■ **WHAT YOU NEED TO DO**
Pull out every line of the data that contains the string "woman", matching case exactly.

┌────────

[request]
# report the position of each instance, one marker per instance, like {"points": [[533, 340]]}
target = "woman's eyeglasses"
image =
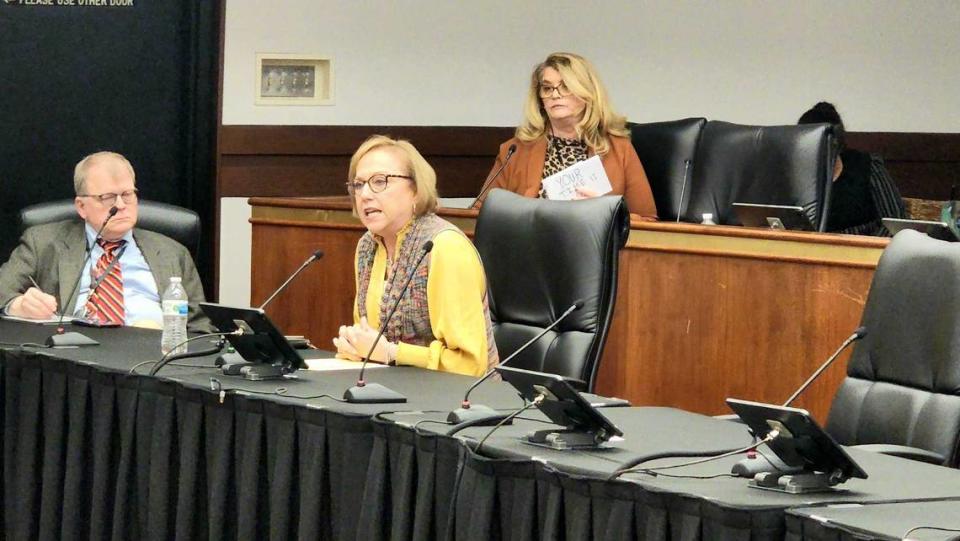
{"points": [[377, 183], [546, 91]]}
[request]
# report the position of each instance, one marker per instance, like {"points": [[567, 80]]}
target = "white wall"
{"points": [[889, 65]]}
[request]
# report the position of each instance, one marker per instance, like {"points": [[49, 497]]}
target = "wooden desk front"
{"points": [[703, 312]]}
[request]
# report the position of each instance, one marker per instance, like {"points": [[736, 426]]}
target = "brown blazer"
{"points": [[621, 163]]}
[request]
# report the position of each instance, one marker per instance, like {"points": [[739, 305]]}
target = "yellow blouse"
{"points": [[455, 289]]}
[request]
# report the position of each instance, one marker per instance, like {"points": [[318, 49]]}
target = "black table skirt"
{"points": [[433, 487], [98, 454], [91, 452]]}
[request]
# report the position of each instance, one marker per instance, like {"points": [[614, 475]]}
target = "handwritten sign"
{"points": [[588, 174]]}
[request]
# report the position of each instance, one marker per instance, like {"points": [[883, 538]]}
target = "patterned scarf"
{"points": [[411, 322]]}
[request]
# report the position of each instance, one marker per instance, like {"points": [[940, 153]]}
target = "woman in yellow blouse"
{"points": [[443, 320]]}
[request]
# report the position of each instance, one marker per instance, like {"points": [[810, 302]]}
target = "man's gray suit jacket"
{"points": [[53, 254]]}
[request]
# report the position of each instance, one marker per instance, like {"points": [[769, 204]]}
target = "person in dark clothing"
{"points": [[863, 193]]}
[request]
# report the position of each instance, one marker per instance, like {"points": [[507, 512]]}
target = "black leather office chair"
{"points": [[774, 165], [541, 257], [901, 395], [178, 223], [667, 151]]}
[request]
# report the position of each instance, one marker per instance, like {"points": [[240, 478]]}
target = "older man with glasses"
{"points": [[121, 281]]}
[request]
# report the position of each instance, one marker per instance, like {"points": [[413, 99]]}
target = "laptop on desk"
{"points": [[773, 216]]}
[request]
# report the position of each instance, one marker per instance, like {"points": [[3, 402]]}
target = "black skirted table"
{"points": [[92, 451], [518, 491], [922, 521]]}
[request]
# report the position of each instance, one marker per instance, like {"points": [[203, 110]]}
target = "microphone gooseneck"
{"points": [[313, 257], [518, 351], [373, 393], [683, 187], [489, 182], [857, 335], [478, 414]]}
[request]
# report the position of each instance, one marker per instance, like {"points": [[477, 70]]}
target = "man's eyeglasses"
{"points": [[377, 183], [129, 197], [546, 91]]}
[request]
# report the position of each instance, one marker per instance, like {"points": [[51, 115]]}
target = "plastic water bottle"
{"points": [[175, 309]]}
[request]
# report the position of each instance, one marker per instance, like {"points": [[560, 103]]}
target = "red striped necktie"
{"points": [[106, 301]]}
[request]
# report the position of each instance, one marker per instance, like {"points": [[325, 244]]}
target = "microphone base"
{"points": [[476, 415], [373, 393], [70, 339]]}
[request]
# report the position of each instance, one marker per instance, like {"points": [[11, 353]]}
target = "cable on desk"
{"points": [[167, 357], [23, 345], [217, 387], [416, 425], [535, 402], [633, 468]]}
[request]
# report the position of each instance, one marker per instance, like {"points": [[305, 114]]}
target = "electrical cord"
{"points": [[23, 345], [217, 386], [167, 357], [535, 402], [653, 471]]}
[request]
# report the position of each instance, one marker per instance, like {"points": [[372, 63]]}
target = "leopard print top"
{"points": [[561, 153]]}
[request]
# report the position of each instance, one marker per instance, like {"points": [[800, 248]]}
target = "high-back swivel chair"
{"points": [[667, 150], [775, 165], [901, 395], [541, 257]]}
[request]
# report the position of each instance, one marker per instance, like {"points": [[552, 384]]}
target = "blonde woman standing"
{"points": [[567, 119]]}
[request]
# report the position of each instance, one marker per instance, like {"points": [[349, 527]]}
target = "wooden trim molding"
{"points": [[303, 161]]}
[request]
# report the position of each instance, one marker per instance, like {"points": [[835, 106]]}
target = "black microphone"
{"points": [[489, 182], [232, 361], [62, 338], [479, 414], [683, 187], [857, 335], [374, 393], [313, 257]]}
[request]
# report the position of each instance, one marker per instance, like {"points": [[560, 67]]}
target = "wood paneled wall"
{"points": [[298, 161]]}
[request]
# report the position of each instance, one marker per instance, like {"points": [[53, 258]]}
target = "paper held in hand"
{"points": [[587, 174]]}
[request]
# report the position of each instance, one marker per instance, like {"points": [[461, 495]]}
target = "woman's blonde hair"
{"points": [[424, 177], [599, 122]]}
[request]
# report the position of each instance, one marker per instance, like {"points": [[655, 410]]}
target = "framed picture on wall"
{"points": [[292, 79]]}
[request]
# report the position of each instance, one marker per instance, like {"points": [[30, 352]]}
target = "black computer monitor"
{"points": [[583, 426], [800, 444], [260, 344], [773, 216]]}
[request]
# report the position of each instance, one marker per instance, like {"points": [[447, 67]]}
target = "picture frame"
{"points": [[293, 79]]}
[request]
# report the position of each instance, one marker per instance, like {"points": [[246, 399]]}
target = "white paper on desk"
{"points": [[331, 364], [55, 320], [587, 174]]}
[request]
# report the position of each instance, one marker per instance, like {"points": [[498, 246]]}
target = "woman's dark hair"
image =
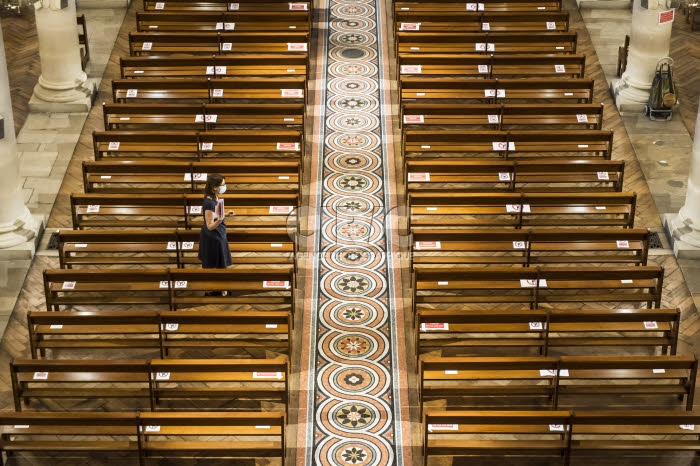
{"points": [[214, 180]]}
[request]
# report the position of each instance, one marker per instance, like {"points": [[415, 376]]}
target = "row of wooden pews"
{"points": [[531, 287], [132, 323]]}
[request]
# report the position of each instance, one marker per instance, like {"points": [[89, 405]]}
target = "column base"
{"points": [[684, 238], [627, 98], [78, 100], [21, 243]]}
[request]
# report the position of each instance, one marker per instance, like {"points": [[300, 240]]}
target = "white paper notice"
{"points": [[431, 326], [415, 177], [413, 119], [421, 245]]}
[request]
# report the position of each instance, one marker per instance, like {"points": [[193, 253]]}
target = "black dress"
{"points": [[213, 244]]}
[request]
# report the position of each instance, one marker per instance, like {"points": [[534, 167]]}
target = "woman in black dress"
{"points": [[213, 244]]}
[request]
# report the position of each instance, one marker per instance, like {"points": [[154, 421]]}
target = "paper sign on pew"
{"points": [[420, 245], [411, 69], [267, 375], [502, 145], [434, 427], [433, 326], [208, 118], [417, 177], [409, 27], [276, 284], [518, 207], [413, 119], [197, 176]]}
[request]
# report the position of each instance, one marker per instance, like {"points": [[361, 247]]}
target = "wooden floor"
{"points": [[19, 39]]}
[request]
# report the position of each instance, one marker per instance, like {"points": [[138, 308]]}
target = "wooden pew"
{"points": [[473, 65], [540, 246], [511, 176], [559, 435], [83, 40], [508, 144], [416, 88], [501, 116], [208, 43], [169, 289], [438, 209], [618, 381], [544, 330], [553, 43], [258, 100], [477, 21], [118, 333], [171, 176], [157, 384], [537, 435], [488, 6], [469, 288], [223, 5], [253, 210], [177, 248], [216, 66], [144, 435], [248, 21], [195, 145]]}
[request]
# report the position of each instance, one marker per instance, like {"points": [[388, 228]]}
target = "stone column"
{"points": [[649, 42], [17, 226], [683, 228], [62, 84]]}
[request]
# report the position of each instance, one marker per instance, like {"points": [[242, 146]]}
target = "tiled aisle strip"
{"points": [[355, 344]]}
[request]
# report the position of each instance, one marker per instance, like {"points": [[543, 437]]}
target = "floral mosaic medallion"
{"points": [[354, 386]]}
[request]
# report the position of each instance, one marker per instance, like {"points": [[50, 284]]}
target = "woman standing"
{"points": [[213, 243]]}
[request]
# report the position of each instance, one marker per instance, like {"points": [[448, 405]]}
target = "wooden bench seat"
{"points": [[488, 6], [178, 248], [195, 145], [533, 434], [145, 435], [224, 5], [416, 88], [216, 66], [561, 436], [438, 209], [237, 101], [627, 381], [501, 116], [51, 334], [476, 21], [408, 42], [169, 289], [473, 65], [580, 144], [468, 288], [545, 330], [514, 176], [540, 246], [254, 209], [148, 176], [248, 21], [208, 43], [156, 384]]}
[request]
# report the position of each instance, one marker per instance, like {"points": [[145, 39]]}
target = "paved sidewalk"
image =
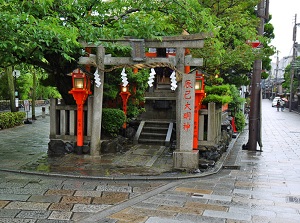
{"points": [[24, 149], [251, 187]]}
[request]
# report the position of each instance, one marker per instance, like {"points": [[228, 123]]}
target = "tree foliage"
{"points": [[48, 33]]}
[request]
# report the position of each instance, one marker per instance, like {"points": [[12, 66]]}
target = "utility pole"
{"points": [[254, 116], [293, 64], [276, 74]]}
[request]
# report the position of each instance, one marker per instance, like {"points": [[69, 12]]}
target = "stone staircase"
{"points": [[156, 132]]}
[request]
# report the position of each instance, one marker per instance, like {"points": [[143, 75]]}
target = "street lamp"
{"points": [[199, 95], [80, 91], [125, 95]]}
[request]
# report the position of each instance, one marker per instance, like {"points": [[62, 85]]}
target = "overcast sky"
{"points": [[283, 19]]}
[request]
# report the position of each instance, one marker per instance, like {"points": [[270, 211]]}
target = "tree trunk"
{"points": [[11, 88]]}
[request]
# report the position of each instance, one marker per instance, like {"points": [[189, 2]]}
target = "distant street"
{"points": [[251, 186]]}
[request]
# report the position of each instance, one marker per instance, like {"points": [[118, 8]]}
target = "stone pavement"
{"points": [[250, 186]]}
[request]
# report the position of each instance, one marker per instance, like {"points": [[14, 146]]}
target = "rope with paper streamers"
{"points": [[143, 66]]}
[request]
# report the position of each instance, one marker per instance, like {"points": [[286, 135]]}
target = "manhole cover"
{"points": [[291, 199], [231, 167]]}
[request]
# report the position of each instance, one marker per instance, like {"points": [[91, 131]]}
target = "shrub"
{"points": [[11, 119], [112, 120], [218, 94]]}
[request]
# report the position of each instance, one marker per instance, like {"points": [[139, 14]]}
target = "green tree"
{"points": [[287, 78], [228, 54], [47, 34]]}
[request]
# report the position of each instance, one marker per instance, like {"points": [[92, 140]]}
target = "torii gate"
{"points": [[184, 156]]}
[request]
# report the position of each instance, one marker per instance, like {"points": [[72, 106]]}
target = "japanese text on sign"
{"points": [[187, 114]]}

└────────

■ **REPLY**
target = "woman's eyeglasses"
target = "woman in yellow blouse"
target = "blonde woman standing"
target = "woman's blonde hair"
target = "woman's dark hair"
target = "woman in black dress"
target = "woman standing"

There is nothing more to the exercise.